We tried to go the the campfire/sing along each night. Chip and Dale visit and there is a different movie played in the outdoor theater each night.
We also noted that we did not spend enough time at the CG. Next trip we will cut the days at the parks down to 3 or 4 and spend a few in the CG as well. There is a lot to do.
The pool and (now) splash zone is Awesome !!
THe boat is the easiest way to get to Magic kingdom but we drove to the other parks early. I felt this was easier than any bus or mode of transportation. drive from your site to the park, bring what you what, etc. they are only 5-10 minutes away from the CG.

check out Camping Section of www.DISboards.com
There is a lot of good info there. You might also see some familiar outbackers lurking around.

Enjoy! Travel safe and remember, there is a lot to do around the Fort Wilderness campground too!!


----------



## jjdmel (Jan 5, 2004)

We just got back from a week at Ft Wilderness (our first experience there). We loved the campground but the parks were just so crowded and horribly hot that it was not fun at times. We even voted unanimously to not go into the parks on our last day and hang around the camper instead saving that day's ticket for another trip.

We were there at the opening of the parks and stayed for a few hours and then went back to the camper for a late lunch, swimming, regrouping and refreshing. Then we went back later in the day.

Most of the fun we had were in the unscheduled things we did. One night we just made an adventure out of trying out the different forms of Disney transportation. We took a bus to the boat to the monorail to check out some different resorts and back to the monorail, etc. It was actually fun. Another day my kids were playing in the fountain in Downtown Disney when they started a dance/game party that my daughter absolutely loved. The electric boat parade and fireworks on the beach of the campground was cool.

My best advice-- take plenty of water and plan plenty of breaks.

If you have any other questions, I'll be happy to help. I had researched Disney and the Fort so much before we went that my family thought I was crazy but it really helped.
- - -
:: To do ::
**a)** In the Fort Wilderness thread, name each form of Disney transportation that the jjdmel post says the family rode one night.
**b)** Pick up the Fort Wilderness thread where it stops and keep it going.

:: Data entries ::
- - -
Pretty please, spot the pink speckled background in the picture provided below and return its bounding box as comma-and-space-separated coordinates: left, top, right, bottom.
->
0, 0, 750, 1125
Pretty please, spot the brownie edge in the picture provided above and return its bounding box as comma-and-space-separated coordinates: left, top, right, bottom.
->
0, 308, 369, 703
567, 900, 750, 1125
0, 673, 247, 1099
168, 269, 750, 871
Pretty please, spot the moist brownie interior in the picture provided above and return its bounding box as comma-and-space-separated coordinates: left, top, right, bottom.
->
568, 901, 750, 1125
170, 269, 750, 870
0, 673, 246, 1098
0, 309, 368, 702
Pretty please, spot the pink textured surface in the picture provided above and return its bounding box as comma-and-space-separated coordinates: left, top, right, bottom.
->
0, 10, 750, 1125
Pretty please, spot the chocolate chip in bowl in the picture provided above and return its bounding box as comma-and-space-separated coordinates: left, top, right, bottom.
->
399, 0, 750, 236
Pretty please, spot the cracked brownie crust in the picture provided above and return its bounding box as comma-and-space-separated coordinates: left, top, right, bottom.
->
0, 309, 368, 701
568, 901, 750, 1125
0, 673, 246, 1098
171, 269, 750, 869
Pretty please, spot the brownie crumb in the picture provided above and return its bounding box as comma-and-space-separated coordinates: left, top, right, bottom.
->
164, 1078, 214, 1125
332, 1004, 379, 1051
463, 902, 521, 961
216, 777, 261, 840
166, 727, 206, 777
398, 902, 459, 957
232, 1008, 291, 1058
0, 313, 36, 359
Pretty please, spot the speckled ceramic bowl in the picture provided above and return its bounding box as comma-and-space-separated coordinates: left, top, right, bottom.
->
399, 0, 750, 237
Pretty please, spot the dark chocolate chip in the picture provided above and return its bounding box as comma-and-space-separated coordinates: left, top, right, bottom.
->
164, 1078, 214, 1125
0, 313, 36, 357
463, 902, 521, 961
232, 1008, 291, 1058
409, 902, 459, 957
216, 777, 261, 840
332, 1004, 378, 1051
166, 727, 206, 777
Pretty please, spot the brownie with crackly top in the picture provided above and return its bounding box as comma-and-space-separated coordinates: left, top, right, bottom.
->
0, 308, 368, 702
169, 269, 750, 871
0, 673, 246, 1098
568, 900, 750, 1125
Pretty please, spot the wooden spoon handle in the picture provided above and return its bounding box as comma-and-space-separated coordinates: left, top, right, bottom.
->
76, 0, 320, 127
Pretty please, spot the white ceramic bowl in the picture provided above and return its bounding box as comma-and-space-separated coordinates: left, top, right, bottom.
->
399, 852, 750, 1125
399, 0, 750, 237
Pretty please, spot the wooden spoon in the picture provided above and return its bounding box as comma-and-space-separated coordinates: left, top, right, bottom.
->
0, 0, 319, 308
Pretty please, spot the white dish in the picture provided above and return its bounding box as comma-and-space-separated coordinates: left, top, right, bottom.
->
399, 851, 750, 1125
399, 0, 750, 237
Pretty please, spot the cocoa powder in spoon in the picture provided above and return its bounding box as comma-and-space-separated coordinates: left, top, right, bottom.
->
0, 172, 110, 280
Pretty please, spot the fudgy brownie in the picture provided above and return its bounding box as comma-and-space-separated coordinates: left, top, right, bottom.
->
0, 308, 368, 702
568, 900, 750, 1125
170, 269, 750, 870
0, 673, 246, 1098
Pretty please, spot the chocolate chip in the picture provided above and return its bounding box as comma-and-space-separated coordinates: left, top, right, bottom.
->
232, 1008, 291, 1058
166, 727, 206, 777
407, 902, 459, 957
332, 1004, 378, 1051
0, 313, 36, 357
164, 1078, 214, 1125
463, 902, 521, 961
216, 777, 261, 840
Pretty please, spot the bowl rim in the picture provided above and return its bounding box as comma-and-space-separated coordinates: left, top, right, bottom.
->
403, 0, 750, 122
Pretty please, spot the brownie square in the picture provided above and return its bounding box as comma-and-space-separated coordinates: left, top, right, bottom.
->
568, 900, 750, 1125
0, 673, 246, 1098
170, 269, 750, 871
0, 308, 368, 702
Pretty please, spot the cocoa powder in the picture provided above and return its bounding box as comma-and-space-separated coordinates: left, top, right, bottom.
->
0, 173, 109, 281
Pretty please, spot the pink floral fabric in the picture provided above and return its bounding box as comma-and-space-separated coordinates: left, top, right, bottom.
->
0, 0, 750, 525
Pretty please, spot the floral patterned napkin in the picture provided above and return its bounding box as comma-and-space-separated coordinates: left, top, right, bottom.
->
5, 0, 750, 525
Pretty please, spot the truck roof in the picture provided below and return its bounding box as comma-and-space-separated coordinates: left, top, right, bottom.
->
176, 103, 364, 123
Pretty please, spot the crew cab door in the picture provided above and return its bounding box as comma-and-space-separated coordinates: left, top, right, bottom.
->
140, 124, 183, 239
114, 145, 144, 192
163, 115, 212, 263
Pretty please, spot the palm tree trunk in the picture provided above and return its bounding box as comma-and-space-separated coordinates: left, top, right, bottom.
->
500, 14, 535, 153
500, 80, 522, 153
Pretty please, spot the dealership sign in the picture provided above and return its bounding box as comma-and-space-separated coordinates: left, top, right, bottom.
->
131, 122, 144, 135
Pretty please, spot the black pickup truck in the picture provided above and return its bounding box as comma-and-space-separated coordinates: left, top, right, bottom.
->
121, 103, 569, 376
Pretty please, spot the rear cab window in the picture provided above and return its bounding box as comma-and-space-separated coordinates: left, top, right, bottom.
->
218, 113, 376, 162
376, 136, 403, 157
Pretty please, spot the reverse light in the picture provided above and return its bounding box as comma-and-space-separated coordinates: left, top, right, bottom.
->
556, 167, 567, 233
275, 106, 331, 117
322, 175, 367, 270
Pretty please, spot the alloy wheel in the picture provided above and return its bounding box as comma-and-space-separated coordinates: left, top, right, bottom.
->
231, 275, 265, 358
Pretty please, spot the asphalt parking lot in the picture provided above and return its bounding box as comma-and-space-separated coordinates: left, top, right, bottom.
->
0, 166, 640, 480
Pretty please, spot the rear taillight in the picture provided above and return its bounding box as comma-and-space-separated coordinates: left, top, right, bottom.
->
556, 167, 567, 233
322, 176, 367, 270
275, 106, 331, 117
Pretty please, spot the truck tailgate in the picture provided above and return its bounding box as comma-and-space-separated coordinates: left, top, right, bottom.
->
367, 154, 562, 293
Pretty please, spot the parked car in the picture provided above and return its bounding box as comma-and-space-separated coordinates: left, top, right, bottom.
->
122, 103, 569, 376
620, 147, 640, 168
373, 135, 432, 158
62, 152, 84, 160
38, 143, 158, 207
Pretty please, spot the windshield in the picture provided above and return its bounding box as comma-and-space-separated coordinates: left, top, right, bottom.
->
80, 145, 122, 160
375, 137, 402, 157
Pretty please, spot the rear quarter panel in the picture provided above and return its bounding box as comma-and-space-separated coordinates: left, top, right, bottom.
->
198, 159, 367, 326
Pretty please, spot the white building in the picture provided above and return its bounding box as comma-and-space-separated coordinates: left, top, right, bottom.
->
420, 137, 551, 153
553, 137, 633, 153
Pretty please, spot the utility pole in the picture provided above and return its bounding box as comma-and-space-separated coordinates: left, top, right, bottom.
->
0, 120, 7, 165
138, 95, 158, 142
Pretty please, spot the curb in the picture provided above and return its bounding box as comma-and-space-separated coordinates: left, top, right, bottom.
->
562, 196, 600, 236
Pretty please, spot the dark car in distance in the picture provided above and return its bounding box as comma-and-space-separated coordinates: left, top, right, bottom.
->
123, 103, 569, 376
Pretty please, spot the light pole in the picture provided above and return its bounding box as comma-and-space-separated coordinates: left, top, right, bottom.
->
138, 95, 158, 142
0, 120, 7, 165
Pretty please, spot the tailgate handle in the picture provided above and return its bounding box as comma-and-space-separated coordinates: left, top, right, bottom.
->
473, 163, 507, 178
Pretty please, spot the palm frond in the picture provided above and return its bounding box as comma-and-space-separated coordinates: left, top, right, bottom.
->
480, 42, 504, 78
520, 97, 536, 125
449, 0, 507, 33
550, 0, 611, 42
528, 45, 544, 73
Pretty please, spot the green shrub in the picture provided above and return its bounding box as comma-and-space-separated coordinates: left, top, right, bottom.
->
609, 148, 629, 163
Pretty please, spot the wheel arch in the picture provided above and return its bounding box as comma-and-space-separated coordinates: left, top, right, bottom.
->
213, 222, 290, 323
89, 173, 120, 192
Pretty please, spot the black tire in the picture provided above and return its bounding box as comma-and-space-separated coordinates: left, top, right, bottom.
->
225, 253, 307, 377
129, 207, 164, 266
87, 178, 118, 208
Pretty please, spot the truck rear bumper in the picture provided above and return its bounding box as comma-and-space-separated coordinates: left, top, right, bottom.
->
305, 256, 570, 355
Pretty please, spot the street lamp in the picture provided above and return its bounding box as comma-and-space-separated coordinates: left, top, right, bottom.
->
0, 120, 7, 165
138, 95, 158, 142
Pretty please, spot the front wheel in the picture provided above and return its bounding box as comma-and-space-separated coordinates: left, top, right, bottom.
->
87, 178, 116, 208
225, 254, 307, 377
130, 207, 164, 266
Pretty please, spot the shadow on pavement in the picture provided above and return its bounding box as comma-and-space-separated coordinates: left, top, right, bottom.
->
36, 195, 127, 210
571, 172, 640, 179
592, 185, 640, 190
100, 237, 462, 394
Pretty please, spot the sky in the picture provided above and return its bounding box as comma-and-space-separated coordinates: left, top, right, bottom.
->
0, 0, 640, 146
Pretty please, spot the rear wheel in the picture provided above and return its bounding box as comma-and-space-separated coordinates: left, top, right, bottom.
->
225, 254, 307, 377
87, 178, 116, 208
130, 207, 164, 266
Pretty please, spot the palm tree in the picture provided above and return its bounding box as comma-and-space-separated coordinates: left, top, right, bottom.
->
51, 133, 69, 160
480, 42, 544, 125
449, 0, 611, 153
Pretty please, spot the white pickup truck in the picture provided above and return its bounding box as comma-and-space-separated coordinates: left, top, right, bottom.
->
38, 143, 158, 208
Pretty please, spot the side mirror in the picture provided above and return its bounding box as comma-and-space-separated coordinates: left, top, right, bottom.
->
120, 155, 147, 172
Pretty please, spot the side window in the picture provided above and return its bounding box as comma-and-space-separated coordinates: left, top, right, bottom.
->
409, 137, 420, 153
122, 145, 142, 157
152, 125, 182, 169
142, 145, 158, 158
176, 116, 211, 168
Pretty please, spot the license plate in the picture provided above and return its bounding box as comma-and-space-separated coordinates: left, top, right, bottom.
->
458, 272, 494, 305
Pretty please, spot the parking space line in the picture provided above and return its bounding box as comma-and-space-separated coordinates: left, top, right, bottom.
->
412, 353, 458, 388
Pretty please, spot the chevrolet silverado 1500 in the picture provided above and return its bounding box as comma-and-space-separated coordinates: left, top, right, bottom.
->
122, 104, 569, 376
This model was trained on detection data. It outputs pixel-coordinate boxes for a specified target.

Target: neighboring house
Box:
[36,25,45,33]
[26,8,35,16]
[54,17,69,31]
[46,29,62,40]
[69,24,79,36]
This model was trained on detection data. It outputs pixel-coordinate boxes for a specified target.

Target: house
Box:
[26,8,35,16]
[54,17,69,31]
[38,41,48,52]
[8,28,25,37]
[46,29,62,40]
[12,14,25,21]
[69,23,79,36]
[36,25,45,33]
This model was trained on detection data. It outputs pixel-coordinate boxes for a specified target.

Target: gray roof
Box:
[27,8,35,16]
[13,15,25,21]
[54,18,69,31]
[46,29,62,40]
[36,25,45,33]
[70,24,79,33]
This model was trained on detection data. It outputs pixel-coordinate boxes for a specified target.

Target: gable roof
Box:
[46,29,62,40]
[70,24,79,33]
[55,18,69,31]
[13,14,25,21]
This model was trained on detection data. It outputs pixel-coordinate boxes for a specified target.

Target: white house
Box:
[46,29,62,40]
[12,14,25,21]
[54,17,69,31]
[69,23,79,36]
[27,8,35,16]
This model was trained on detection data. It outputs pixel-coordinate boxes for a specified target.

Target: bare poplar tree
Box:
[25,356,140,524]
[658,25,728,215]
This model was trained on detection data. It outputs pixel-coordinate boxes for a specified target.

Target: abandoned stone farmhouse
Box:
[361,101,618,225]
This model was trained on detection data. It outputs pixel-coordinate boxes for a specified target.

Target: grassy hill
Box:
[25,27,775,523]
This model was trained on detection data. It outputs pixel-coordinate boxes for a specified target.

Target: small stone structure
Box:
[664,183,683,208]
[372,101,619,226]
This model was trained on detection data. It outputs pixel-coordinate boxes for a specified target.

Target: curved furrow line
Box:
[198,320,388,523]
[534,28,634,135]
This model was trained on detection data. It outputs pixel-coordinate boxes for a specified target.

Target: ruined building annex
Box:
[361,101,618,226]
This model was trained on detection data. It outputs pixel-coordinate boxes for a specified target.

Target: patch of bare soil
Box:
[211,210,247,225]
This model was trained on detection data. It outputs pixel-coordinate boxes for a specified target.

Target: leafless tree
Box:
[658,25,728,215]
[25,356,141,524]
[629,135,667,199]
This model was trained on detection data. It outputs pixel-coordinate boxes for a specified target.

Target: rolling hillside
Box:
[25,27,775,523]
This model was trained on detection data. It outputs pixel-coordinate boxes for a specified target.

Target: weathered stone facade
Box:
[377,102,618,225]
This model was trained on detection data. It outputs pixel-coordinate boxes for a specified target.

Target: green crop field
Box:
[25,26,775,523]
- - -
:: Responses by task ::
**a)** Bus, boat, monorail

**b)**
By the way, we saw too many Outbacks to count while we were there!!

Julie


----------



## jjdmel (Jan 5, 2004)

Oh, I just read the post from Sayonara and it reminded me of something else. We also took the boat to MK and drove to the other parks. Parking is free for resort guests and we always took a cooler of drinks so when we got out to the parking lot, we had something cold to drink.


----------



## The Stephensons (Jul 10, 2007)

Take advantage of the earlier entrance (and late nights) open to guests only. And THEN still plan to arrive about 30-45 minutes early and ride the biggest, fastest, most popular rides first (or get the fast-track tickets to those rides). We came back for a late lunch, swim, nap during the heat of the day and after a light dinner we went back to the parks for the fireworks, evening parades, etc. Gotta get there early then, too,, to snag good seats - I usually found a place while my husband to the kiddos on a few rides (lines were much shorter during dinner hours). AA

Don't forget to bring your own water! They charge a hefty price for water in the parks.


----------



## Oregon_Camper (Sep 13, 2004)

jjdmel said:


> Oh, I just read the post from Sayonara and it reminded me of something else. We also took the boat to MK and drove to the other parks. Parking is free for resort guests and we always took a cooler of drinks so when we got out to the parking lot,* we had something cold to drink.*


Always nice to have a cold drink...adult or kids.


----------



## tdvffjohn (Mar 10, 2005)

Taking the boat is the easiest way to Magic Kingdom but if you want to get there a little earlier than the first scheduled boat, take the other boat to the hotel the monorail goes thru (this boat starts running an hour earlier) and walk the 1/4 mile or take the monorail to the Magic Kingdom. Also try and get in the front car of the monorail and take it the full circle, its a neat ride.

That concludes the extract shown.